Sette anni nerazzurri, nel ’71 scudetto con la formidabile rimonta sul Milan, 46 gol in 56 partite dal ’70 al ’72, unico in Italia, segnava di sinistro, destro, acrobazia, testa, astuzia, il più bello a San Siro in rovesciata al Foggia il 2 maggio ’71, i più importanti con l’Italia all’Azteca contro Germania e Brasile. Classe e coraggio, diventò Bonimba, cosi volle la penna di Gianni Brera.


Fino al tradimento di Giuda, a 33 anni. “Presidente, alla Juve ci andrà lei”, fu costretto a Torino ma incrociò due anni d’oro e alla sua Inter rifilò due sberle di rabbia. “Una ferita ma lo dico sempre, tutto passa, l’Inter è la squadra del mio cuore”.
A Mexico ’70 fu protagonista, nonostante Ferruccio Valcareggi. Il ct che lo convocò in extremis per l’infortunio a Anastasi, un giorno a cena, a chi sottolineava la fortuna di avere avuto Boninsegna nella Nazionale sconfitta solo dal Brasile di Pelé, rispose “magari con Anastasi si vinceva la finale”. Bonimba si alzò da tavola e se ne andò.

Così quando alcuni giorni fa ho chiamato a casa Boninsegna, il nome Ferruccio non evocava proprio simpatia. Bonimba campione anche d’umanità, ora sa che ha il suono dei ricordi di un bambino, lui che da bambino non aveva paura mai, nemmeno del buio. Nel giorno dei suoi 80 anni, il regalo l’ha fatto lui.

Era un idolo nazionale quando a casa mia la radio era la magica filodiffusione, che la domenica donava la voce “dallo studio Roberto Bortoluzzi” e ogni venerdì alle 13 l’attesissima hit parade di Lelio Luttazzi. Il 20 ottobre del ’71 era un mercoledì da Campioni quando il dottor Dario, medico dall’alba al tramonto, sbucò col camice bianco in cucina, per chiedermi il risultato: “Papà ha pareggiato Boninsegna!”. Mi sorrise e tornò nel suo studio, restai a ascoltare la radio e lui il cuore dei pazienti.
****************
_Attività da svolgere_
- 1) Secondo il testo su Boninsegna, di chi fu la penna che gli diede il soprannome Bonimba?
- 2) Indica se ciascuna affermazione concorda con il testo su Boninsegna, rispondendo sì o no e citando le parole decisive del testo.
(a) Boninsegna fu convocato per Mexico '70 a causa dell'infortunio di Anastasi.
(b) Il gol più bello a San Siro lo segnò di testa contro il Foggia.
(c) Il 20 ottobre del '71 era una domenica.
L'elenco proviene da una fonte diversa dal testo su Boninsegna.

(Dati estratti da una raccolta)
****************
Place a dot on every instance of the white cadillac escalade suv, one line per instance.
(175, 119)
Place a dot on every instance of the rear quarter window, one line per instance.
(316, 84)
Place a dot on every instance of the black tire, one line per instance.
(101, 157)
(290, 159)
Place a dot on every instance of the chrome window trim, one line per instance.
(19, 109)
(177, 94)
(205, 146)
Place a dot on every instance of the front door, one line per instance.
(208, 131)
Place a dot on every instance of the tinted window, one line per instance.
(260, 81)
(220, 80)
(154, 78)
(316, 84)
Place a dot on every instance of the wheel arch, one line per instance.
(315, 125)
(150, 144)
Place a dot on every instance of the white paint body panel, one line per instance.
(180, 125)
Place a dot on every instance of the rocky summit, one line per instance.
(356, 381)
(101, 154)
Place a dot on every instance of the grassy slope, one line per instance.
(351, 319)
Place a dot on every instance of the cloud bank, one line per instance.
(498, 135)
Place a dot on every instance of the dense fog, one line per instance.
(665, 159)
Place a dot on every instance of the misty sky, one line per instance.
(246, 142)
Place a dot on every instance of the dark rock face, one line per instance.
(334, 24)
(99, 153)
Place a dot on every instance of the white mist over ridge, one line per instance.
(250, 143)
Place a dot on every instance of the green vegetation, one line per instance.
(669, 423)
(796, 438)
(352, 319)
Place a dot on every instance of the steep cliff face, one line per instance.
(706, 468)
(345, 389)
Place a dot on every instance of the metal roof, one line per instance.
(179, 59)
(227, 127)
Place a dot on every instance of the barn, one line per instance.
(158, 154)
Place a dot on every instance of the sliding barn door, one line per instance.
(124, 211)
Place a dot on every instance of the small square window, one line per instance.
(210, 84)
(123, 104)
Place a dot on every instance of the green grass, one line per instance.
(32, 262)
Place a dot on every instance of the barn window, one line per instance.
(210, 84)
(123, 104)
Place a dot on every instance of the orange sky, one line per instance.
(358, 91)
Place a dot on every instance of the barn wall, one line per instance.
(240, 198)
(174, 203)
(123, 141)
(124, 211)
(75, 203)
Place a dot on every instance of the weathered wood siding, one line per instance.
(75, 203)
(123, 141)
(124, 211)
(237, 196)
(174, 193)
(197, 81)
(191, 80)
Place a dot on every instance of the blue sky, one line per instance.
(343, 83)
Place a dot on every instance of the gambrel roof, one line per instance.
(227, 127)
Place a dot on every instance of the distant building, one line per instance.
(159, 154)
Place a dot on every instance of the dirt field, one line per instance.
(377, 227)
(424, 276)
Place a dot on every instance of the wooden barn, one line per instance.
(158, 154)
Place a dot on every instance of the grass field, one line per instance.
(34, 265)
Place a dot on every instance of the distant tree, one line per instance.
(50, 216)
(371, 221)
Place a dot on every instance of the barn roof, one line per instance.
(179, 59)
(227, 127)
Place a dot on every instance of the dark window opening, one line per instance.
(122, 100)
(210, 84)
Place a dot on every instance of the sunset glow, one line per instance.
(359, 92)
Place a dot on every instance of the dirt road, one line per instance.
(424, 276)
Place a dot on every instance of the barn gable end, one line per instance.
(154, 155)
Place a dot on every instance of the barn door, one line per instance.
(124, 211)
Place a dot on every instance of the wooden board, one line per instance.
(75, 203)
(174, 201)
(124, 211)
****************
_Soluzioni_
- 1) Di Gianni Brera.

- 2)
(a) Sì: "lo convocò in extremis per l’infortunio a Anastasi".
(b) No: "il più bello a San Siro in rovesciata al Foggia il 2 maggio ’71".
(c) No: "Il 20 ottobre del ’71 era un mercoledì da Campioni".